■ Stated problem 1 ■
Answer these questions from the silver chloride forum thread below, one answer per line.
(a) In what state is silver present in HNO3, according to the reply that explains why copper cannot be used?
(b) What comparison describes how silver chloride sits in the liquid?
(c) What metal is left behind when a dirty alloy is dissolved in nitric acid?
■ Stated problem 2 ■
Carry the silver chloride forum thread below forward from the point where it stops.

■ Source document ■

· · ·

# Silver chloride



## Walcam (Jul 31, 2019)

Hi i was watching some youtube vids on silverrecovery and got a bit puzzeled by silver chloride.

Most videos ive seen, people recover silver from silver chloride with lye and sugar, but why would the do that?
would it not be better to just add a more reactive metal like copper to the HCl solution?

i did some digging around for answers, and for Silvernitrate people use copper it seems, but why not for silverchloride?


----------



## archeonist (Jul 31, 2019)

Because silver in HCl is not in an ionic state, there is no free silver cause it is bound to chlorine. In HNO3 silver is present as free ions and can be replaced by copper to form copper ions and silver atoms


----------



## Walcam (Jul 31, 2019)

i see.. i learnt something new then..

but copper can be extracted with iron , so why is silver different in this regard?

does this also meen that gold also cant be precipitated with copper from AP?

worried that i have discarded waste containing precious metals.


----------



## kernels (Jul 31, 2019)

Very simply, Silver Chloride is a powder that is in the liquid, like sand in water. Silver Nitrate is in solution in the liquid, like salt in water.


----------



## peter i (Jul 31, 2019)

There is more than one way to skin a cat.
:mrgreen: 
And not all things theoretically possible work well in practical use.

When I have a really dirty alloy, I will dissolve it in nitric (gold will be left behind), and then precipitate with hydrochloric acid.
All chlorides, except lead, mercury and silver, are soluble, and leave with the wash water.
Careful washing with hot water removes anything soluble, lead chloride too, and I will not touch anything with mercury in it.

Then I acidify with hydrochloric, stick a piece of zink in it, and the silver chloride is reduced to silver as the zink dissolves.

Then a wash with hydrochloric to remove remaining zink, wash with water, drying and melting.

If done properly, it yields a pretty pure silver.


Silver sulfate and silver chloride acidified with hydrochloric- or sulfuric acid are easily reduced with zinc.
(But if you let the silver chloride dry, you will have hard lumps that are a PITA to reduce)

· · ·

■ Dataset entries ■

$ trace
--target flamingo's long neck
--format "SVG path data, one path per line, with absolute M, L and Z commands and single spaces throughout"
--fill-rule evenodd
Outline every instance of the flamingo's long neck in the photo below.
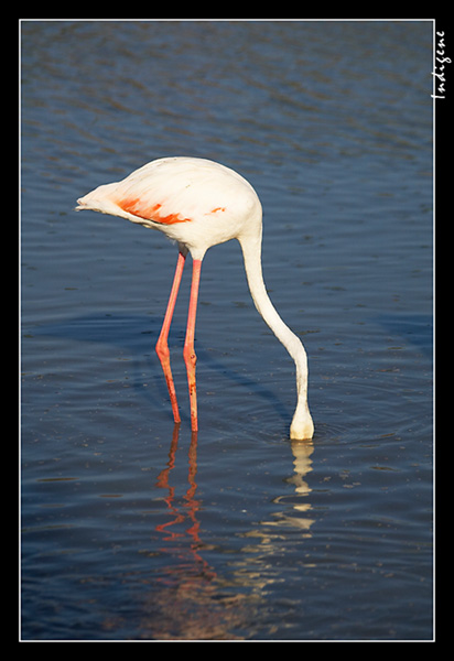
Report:
M 307 407 L 307 357 L 300 338 L 283 323 L 267 293 L 261 268 L 261 229 L 257 236 L 240 237 L 239 242 L 253 303 L 295 361 L 298 404 L 290 426 L 290 437 L 312 438 L 314 425 Z

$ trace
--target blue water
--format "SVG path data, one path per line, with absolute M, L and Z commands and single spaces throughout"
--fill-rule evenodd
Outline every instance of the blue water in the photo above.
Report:
M 432 22 L 21 24 L 21 639 L 431 640 Z M 164 155 L 264 209 L 202 271 L 197 436 L 154 353 L 176 250 L 76 198 Z

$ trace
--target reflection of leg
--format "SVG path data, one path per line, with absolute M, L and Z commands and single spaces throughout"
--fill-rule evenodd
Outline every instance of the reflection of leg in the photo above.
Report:
M 190 312 L 187 315 L 186 339 L 184 343 L 184 361 L 186 364 L 187 383 L 190 387 L 191 400 L 191 429 L 196 432 L 197 424 L 197 394 L 195 387 L 195 364 L 197 357 L 194 351 L 195 316 L 197 312 L 198 285 L 201 282 L 202 260 L 195 259 L 193 262 L 193 281 L 191 285 Z
M 167 310 L 165 311 L 164 323 L 162 324 L 161 334 L 156 343 L 156 354 L 161 361 L 161 366 L 167 383 L 169 394 L 171 398 L 173 418 L 175 422 L 180 422 L 179 404 L 176 402 L 175 384 L 173 382 L 172 370 L 170 366 L 169 350 L 169 330 L 172 323 L 173 311 L 175 310 L 176 296 L 179 295 L 180 283 L 183 275 L 184 262 L 186 257 L 180 252 L 179 261 L 176 262 L 175 275 L 173 279 L 172 291 L 170 294 Z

· · ·

■ Task response 1 ■
(a) As free ions.
(b) Like sand in water.
(c) Gold.

■ Task response 2 ■
I have tried sticking a piece of copper in the silver chloride, and it is very slow and inefficient.
When you precipitate a silver solution with copper, you only want to reduce the silver (and anything nobler than silver, which is also valuable).
Dissolved silver irons are quite aggressive, thats why it works in solution.

In a solid state reaction you need a bigger hammer, in other words something further apart in the reactivity series (metallernes spændingsrække in our native tongue)
Zinc is cheap, has a nice reactivity and zinc compounds are soluble in acid. But you have to wash out anything nobler than zinc that you don’t want first (copper, iron), or it will be reduced too.

Other people use sugar/lye.
It has the benefit, that any sugar or sodium left behind will not contaminate the silver.
I’ve never done it.

Tradition and what you learned first weigh heavy!


----------



## modtheworld44 (Jul 31, 2019)

Walcam

It takes alot of energy at once to create the heat required,to break a chloride bond.Take some salt and melt it.Then take some silver and melt it.then take both and mix it while still molten bet you,ll recognize the results.This will give you a visual of how much energy and heat it really takes to make silver chloride.Then use the same amount of energy and heat to reverse the process...etc.Like aluminium in hydrochloric acid ,which generates the required energy and heat to free the silver from the solid chloride (which gets redissolved back into the acid),leaving you (silver and acid). THanks in advance.



modtheworld44


----------



## rickzeien (Jul 31, 2019)

peter i said:


> There is more than one way to skin a cat.
> :mrgreen:
> And not all things theoretically possible work well in practical use.
> 
> ...


How would you recovery any Palladium from the nitric solution? 

Sent from my SM-G950U using Tapatalk


----------



## 4metals (Jul 31, 2019)

The problem with silver chloride is that if it isn't reduced to a metal before you try to melt it, you get a God-awful smoky mess. And often, values left behind in the slag. In my mind, the physical form of the chlorides is crucial in deciding how to process it. 

If it is nice, wet and fluffy, minimal lumps, and has been stored in the dark, then the caustic and corn syrup works well. Just make sure it mixes well and you're golden.....or at least silver!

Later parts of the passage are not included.